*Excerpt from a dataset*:
-- Start --

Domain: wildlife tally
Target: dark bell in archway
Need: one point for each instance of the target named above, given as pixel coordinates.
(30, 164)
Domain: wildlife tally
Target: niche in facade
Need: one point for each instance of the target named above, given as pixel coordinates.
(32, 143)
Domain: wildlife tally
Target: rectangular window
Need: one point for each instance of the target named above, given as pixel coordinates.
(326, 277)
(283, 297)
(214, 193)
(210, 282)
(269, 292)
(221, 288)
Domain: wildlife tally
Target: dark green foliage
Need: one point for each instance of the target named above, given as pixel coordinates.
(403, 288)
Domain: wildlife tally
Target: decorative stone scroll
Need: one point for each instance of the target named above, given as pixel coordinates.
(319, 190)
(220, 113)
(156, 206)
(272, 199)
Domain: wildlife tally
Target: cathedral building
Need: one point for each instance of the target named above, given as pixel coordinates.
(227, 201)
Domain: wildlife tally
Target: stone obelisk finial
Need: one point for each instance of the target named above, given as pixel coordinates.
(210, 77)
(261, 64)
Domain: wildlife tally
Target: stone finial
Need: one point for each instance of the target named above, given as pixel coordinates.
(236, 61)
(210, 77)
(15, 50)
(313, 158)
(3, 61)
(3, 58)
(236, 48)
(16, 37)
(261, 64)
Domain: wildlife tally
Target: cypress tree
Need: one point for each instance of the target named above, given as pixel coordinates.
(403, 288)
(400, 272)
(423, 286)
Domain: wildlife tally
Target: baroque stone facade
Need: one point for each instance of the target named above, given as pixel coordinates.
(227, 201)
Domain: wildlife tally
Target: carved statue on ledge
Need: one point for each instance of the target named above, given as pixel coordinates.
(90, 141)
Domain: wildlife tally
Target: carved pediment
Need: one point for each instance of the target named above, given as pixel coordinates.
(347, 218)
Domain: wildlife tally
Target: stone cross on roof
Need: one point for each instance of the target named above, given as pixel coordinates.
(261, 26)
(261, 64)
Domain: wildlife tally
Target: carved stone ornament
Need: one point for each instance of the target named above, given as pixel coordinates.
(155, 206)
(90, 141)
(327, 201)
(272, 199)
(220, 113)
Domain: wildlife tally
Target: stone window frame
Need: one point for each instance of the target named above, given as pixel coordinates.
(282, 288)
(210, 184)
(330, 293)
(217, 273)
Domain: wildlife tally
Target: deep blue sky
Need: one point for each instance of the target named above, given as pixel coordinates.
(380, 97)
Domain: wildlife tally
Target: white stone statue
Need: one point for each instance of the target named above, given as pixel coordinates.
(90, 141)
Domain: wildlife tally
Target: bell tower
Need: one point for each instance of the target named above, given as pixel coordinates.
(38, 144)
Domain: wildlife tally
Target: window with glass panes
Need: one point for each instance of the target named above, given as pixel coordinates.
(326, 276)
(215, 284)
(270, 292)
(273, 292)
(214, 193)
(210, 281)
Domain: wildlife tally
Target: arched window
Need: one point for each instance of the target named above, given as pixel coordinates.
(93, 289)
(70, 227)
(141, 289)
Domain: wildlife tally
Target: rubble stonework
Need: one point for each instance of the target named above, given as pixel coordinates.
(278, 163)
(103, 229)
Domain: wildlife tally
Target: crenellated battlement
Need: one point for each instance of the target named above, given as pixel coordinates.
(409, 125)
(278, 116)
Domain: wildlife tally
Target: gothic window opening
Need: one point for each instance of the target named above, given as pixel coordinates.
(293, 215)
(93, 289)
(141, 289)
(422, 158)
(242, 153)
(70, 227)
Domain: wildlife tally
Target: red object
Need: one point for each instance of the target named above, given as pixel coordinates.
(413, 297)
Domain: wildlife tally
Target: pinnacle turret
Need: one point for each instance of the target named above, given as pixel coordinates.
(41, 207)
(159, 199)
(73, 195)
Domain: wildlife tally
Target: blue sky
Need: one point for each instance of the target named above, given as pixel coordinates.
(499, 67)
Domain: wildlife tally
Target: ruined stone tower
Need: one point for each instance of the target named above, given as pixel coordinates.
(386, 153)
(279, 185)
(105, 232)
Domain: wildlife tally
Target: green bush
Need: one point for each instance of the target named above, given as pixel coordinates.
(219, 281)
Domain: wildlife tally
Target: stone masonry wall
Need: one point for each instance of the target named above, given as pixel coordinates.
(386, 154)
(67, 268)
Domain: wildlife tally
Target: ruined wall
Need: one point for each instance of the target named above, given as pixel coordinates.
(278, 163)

-- End --

*The problem*:
How many lines in the data above contain the string "bell"? Reply with the number alone.

*Solution*:
2